Dalla Referenza Alla
Preferenza
Esistono più livelli di raccomandazione: c’è quella del
potente, del cliente, del connivente, del parente. Nel caso della Cancellieri e
della Ligresti qualche dubbio sull’opportunità dell’intervento del ministro
sorge….
Qualche settimana fa
ho osato infrangere un tabù. Ho scritto un elogio della raccomandazione, nero
su bianco in questa rubrica. Quella fra universitari, però, soltanto quella. La
spinta del maestro ai propri allievi, per aiutarli a farsi largo nei concorsi.
Nel mondo accademico, difatti, vige la regola della cooptazione: spetta al
cattedratico di storia dispensare le cattedre di storia, non può certo farlo
l’assessore. E quasi sempre il cattedratico conosce il perché le selezioni
universitarie sono ben diverse da un concorso alle poste. D’altronde c’è una
comunità scientifica, ma non esiste una comunità postale.
Apriti Cielo: mi hanno fucilato in piazza. Ma
davvero le raccomandazioni sono tutte uguali? Prendiamo il caso Cancellieri,
che mena scandalo proprio in questi giorni. Un ministro si prodiga per la
liberazione di Giulia Ligresti, detenuta con problemi di salute. Slanci
umanitari? Può darsi. Ma sta di fatto che i Ligresti sono vecchi amici del
ministro; e sta di fatto inoltre che il figlio del ministro ha lavorato alle
loro dipendenze, percependo tra buonuscita e competenze varie 5 milioni. Sicchè
fa capolino, testarda, la domanda: sul piano etico, o magari giuridico, non c’è forse da distinguere la
raccomandazione del potente da quella del cliente, del connivente, del parente?

:::::

» **Consegne dell'esercizio**:
A - Nel brano sulle raccomandazioni, quanto ha percepito il figlio del ministro lavorando alle dipendenze dei Ligresti?
B - Disponi come lista JSON di stringhe, una per riga e senza righe vuote, il tratto dell'elenco che va dalla riga contenente "Please find every wooden scoop" fino a quella contenente "0;0;600;417", entrambe incluse.
Il brano e l'elenco sono del tutto indipendenti l'uno dall'altro.

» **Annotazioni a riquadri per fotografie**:
:::::

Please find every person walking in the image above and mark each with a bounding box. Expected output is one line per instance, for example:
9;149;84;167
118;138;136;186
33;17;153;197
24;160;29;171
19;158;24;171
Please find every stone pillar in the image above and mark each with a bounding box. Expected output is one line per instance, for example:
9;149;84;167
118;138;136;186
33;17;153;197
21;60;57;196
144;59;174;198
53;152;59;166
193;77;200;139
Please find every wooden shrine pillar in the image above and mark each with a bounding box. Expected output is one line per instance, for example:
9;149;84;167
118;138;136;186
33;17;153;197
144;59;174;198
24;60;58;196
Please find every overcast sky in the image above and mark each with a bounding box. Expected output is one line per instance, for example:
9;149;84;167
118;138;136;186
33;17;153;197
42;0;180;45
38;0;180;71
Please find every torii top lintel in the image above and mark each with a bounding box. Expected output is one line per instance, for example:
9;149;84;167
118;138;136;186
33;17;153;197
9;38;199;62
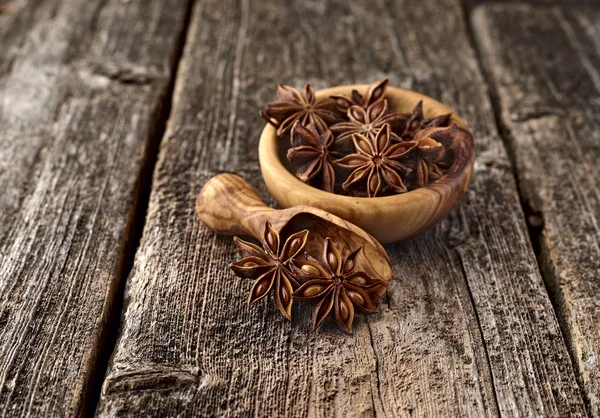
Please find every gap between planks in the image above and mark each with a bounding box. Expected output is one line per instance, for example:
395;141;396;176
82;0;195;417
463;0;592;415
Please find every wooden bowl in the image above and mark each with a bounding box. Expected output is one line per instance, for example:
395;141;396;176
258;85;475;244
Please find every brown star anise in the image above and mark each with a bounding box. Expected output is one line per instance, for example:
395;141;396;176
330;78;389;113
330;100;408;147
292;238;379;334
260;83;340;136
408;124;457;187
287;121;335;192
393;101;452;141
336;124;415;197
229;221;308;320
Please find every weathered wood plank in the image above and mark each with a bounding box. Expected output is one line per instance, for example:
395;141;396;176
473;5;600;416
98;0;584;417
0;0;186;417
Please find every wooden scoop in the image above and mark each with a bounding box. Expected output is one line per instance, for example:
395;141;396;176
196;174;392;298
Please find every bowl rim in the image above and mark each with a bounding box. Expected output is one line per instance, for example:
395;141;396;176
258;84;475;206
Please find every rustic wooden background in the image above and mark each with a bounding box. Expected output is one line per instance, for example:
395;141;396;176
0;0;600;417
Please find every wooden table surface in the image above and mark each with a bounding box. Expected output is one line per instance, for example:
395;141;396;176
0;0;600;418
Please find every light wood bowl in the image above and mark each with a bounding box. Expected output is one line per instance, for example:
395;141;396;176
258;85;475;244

:::::

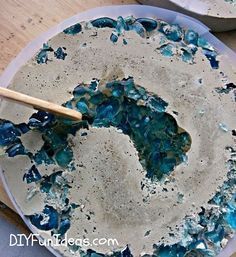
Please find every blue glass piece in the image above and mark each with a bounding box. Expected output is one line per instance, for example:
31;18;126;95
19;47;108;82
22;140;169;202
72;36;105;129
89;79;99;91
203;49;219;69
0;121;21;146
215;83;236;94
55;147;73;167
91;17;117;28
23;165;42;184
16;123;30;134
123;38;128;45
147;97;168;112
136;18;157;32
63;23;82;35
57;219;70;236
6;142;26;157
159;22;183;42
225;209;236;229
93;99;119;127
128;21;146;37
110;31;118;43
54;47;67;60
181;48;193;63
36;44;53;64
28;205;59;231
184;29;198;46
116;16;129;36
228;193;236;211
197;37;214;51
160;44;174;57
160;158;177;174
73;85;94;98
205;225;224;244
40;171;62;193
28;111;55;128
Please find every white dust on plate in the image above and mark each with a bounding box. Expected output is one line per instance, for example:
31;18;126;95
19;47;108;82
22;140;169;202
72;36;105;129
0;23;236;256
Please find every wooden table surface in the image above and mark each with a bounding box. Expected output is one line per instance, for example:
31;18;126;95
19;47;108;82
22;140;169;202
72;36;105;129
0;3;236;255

:::::

» **Risposte in ordine**:
A - 5 milioni, tra buonuscita e competenze varie.

B -
[
  "Please find every wooden scoop in the image above and mark each with a bounding box. Expected output is one line per instance, for example:",
  "395;141;396;176",
  "196;174;392;298",
  "Please find every bowl rim in the image above and mark each with a bounding box. Expected output is one line per instance, for example:",
  "395;141;396;176",
  "258;84;475;206",
  "Please find every rustic wooden background in the image above and mark each with a bounding box. Expected output is one line per instance, for example:",
  "395;141;396;176",
  "0;0;600;417"
]